Text.
***

Computer Writing and Research Lab | University of Texas at Austin

Paper assignments--Rhet. Analysis of Websites?

Hey folks,

I'm sure someone out there has had students do a rhetorical analysis of a website. If so, I'd like to take a look at your assignment. Thanks, Jan

thanks folks

Y'all rock! I miss the CWRL. I always teach the rhetorical analysis as a specific kind of evaluation argument anyway, so Will, that's great. I'm asking my students to focus on design specific elements, but actually, both of you made me realize that I might want to be specific about the kinds of sites they evaluate. Thanks!!! I may sneak more rhetoric in this course afterall:)

here is a link to the final assignment . Thanks folks.

My first year teaching

My first year teaching first-year writing (ugh, I'm hesitant to share anything from that semester) I had students evaluate political blogs. This wasn't exactly rhetorical analysis, but it might help:

http://www.cwrl.utexas.edu/~brown/306fall04/Evaluative_Argument_Assignment_Sheet.htm

A similar assignment

Jan -

On my second assignment over the summer, I included an option to write an analysis of a web site. It wasn't a rhetorical analysis assignment - the prompt was for an evaluative argument. However, since I asked them to evaluate its rhetorical effectiveness, the papers were closely akin to rhetorical analysis.

Here's the text of the assignment.

Pick a web site that advocates a particular point of view. For example, the RIAA web site, the White House web site, the PETA website, an online essay, and so on. I leave the exact topic to you – pick an issue that interests you. Write a paper evaluating the effectiveness of the web site. Some questions you’ll need to ask yourself during the process of writing this paper include:

  • Who is its intended audience? Is there any one group it was written mostly to target?
  • What does the site argue for?

***

(Entries from a point annotation set)
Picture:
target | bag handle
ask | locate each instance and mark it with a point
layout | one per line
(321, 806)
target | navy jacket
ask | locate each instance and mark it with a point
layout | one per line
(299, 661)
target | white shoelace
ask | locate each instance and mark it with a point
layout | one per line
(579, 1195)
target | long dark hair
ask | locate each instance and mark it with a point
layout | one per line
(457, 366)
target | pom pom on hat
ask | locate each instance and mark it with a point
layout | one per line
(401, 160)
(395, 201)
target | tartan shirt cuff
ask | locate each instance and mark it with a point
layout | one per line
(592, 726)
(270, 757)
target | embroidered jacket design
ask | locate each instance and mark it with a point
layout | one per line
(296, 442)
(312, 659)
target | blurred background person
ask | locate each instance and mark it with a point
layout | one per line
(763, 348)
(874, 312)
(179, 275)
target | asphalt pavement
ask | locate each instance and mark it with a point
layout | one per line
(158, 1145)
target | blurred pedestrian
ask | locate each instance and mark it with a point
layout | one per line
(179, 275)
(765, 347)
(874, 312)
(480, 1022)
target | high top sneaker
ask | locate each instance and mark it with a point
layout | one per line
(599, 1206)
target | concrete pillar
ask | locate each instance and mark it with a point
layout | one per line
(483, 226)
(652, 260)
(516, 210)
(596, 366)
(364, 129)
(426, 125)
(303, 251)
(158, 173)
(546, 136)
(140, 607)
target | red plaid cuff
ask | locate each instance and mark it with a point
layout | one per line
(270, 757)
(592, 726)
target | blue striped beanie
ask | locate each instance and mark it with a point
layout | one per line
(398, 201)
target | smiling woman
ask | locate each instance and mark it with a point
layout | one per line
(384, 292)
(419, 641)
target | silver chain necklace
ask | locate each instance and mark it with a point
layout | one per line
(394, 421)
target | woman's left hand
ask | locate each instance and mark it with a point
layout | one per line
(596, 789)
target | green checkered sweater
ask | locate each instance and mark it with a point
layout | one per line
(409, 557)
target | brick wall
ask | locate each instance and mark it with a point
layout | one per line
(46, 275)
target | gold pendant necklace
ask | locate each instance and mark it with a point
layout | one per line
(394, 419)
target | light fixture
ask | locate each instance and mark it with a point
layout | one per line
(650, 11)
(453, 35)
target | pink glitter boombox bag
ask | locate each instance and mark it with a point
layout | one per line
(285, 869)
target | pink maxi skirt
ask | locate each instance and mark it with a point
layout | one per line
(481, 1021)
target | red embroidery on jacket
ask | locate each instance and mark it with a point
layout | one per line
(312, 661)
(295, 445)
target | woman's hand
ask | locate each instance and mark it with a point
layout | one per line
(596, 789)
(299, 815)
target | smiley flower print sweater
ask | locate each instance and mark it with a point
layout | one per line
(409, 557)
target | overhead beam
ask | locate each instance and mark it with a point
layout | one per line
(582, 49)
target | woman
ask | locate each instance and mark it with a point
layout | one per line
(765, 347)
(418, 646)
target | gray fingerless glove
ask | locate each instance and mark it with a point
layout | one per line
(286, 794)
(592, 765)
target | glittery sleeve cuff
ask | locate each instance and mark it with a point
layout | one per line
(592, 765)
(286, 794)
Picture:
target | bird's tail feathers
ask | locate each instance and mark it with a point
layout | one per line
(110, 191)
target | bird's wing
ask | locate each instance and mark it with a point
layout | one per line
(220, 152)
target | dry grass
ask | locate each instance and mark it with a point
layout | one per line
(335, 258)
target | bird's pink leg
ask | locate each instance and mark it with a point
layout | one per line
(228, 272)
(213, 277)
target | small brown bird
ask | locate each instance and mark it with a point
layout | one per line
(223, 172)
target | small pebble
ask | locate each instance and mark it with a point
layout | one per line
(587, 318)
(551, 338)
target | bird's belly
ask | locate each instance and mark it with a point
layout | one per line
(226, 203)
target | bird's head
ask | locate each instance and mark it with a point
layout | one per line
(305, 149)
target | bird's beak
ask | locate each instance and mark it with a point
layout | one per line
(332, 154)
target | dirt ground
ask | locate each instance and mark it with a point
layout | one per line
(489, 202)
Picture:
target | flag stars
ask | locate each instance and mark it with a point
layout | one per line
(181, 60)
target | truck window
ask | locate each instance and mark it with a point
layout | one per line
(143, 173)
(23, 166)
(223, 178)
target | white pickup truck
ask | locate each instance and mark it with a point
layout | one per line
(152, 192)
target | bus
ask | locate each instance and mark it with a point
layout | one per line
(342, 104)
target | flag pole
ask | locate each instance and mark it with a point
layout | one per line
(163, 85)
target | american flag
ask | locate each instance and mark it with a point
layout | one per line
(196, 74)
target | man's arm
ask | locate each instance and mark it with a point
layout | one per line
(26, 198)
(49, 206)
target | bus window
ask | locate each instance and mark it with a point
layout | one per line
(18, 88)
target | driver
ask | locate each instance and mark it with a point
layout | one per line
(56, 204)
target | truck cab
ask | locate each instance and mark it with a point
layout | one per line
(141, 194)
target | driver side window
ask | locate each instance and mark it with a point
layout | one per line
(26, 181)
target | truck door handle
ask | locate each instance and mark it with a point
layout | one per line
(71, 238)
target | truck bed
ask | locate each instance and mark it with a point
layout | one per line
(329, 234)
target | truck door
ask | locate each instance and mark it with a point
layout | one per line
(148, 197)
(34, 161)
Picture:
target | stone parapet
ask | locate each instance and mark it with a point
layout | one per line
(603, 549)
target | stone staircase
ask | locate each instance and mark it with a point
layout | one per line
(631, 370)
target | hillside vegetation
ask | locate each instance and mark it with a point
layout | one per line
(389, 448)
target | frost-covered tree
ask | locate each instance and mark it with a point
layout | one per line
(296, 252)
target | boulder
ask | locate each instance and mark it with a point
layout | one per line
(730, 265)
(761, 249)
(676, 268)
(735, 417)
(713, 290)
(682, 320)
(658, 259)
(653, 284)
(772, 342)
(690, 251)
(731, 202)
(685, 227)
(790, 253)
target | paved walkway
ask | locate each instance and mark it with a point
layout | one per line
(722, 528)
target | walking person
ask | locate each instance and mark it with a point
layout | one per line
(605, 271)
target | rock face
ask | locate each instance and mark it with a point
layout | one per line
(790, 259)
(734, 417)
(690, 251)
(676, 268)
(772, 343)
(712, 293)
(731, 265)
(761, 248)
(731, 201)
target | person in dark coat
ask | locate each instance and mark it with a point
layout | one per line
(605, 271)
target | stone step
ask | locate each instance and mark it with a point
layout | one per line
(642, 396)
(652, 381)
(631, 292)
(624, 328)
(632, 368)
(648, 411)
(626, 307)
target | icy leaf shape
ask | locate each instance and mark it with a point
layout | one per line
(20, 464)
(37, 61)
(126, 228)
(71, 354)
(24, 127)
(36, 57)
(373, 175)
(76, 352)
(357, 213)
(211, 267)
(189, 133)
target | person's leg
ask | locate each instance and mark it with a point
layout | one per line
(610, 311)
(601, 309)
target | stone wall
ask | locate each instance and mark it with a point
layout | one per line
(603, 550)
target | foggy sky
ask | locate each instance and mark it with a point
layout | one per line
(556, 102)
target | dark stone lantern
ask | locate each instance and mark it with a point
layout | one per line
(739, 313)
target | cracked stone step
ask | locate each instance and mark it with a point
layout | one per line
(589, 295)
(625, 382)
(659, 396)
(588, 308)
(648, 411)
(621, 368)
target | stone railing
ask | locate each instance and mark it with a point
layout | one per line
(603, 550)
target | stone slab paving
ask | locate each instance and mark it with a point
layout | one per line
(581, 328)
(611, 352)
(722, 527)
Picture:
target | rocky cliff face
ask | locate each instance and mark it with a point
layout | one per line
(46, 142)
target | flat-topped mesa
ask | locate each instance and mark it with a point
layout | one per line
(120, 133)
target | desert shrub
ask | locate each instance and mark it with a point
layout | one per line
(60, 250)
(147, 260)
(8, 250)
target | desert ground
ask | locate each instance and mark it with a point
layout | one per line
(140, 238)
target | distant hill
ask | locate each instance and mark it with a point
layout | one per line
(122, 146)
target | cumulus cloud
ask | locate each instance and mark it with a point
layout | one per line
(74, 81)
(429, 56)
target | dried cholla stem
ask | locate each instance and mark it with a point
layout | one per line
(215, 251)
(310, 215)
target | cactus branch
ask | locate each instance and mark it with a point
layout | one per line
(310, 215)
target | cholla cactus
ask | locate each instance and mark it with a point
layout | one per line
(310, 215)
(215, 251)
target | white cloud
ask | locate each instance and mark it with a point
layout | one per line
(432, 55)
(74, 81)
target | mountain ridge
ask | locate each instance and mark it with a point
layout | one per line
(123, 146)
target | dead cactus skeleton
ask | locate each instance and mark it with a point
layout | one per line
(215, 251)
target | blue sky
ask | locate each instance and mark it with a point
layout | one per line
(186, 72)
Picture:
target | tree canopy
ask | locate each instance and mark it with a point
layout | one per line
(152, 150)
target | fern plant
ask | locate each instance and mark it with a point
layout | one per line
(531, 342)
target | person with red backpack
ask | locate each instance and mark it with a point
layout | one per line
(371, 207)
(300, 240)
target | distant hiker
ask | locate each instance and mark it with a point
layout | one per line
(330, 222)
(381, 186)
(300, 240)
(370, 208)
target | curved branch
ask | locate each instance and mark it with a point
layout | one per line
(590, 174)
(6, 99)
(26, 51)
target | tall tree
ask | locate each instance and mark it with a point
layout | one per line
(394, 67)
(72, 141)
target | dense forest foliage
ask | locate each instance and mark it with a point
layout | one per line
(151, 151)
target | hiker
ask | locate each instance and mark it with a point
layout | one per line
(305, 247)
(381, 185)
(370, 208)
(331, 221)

***

To do.
Answer these questions from the thread on rhetorical analysis of websites above:
(a) In the post headed "My first year teaching," what did the writer have students evaluate?
(b) In the post headed "A similar assignment," what kind of argument did the prompt call for?
(c) Which examples does the quoted assignment give of a web site that advocates a particular point of view?

Written response.
(a) Political blogs.
(b) An evaluative argument.
(c) The RIAA web site, the White House web site, the PETA website and an online essay.